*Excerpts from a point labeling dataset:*
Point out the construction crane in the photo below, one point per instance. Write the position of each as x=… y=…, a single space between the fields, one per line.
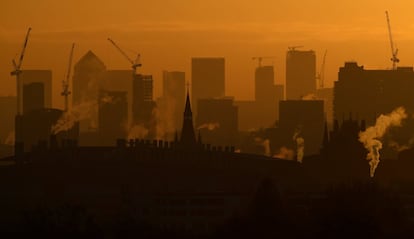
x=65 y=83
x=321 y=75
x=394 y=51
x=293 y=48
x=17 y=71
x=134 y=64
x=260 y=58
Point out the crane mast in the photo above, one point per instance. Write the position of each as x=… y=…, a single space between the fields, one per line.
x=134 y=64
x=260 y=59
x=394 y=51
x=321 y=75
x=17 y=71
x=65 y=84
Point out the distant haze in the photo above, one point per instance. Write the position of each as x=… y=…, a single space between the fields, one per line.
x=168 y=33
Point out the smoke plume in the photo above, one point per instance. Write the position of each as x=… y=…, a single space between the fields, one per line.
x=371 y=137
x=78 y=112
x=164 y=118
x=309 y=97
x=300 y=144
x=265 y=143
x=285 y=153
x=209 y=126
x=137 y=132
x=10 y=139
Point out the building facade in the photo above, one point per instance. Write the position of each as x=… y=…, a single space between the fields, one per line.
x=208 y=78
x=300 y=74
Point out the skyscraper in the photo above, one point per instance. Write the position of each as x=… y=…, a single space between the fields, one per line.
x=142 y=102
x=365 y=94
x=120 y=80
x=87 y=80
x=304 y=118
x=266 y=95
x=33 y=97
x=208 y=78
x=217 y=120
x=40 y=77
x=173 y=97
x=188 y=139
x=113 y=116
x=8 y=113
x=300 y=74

---

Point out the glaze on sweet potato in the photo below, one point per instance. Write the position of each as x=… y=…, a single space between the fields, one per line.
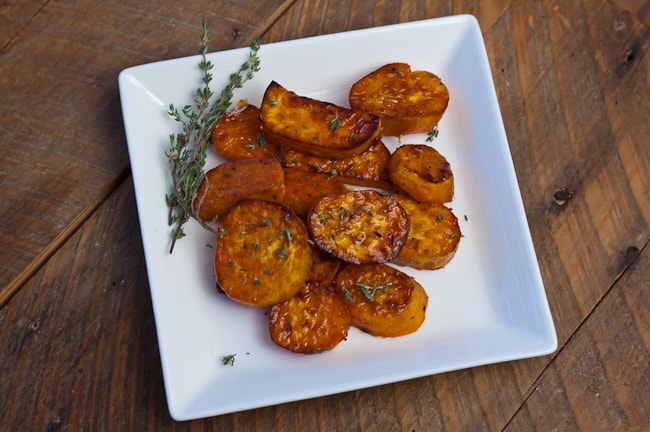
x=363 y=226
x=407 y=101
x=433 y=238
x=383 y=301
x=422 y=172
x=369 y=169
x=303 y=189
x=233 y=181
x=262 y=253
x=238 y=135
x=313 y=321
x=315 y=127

*Goal:* Tally the rows above that contain the string "fields", and reply with only the number.

*In response:* 7